**Prompt**
Give only the lines from the one containing "Target: truck" through the end of the material below, exactly as written.
START Exercise data
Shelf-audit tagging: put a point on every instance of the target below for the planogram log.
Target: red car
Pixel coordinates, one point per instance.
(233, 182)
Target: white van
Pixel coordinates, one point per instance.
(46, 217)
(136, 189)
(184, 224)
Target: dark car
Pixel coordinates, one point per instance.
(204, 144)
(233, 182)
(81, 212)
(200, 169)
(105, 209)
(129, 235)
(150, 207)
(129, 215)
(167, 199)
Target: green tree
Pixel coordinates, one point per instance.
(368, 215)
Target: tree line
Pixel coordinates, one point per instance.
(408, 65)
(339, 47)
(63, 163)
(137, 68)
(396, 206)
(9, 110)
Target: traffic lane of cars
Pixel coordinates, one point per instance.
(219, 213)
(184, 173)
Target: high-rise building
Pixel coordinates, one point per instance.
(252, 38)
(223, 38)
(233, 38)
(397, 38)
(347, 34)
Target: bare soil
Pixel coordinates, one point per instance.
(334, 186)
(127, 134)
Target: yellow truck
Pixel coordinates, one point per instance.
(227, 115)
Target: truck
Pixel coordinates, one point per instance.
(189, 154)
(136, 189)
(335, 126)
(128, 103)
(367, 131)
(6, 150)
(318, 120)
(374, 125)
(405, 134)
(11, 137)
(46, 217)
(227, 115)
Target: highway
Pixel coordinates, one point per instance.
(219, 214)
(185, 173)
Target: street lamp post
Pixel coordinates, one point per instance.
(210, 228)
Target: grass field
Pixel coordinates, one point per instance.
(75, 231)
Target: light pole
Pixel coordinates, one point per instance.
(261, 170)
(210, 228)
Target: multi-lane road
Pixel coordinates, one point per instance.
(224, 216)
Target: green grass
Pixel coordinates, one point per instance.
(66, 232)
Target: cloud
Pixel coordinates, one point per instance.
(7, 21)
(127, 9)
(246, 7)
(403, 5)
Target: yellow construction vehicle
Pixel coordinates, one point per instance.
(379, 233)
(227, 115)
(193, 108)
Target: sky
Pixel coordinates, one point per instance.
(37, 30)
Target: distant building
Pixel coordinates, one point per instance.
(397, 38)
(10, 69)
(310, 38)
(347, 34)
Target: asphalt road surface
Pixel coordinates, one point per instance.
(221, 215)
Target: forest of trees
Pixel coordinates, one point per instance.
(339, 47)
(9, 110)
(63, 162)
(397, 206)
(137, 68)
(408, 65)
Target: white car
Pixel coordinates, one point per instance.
END Exercise data
**Result**
Target: truck
Pixel coordinates, one point per instance.
(189, 154)
(136, 189)
(335, 126)
(128, 103)
(367, 131)
(6, 150)
(318, 120)
(374, 125)
(405, 134)
(11, 137)
(46, 217)
(227, 115)
Target: highway
Pixel coordinates, one point per instance.
(219, 214)
(185, 173)
Target: street lamp post
Pixel coordinates, one point per instance.
(210, 228)
Target: grass field
Pixel coordinates, one point per instance.
(75, 231)
Target: light pole
Pixel coordinates, one point per instance.
(261, 170)
(210, 228)
Target: multi-lane road
Pixel coordinates, one point per instance.
(224, 216)
Target: green grass
Pixel coordinates, one point per instance.
(66, 232)
Target: cloud
Pixel coordinates, one point per instance.
(7, 21)
(127, 9)
(246, 7)
(403, 5)
Target: yellow construction vehicle
Pixel coordinates, one point per instance.
(379, 233)
(227, 115)
(193, 108)
Target: sky
Pixel coordinates, one point per instance.
(37, 30)
Target: distant building
Pixel coordinates, one point per instance.
(397, 38)
(10, 69)
(310, 38)
(347, 34)
Target: asphalt road surface
Pixel coordinates, one point per instance.
(221, 215)
Target: forest of trees
Pixel coordinates, one point per instance.
(339, 47)
(9, 110)
(63, 162)
(397, 206)
(137, 68)
(408, 65)
Target: white car
Pixel coordinates, one point per instance.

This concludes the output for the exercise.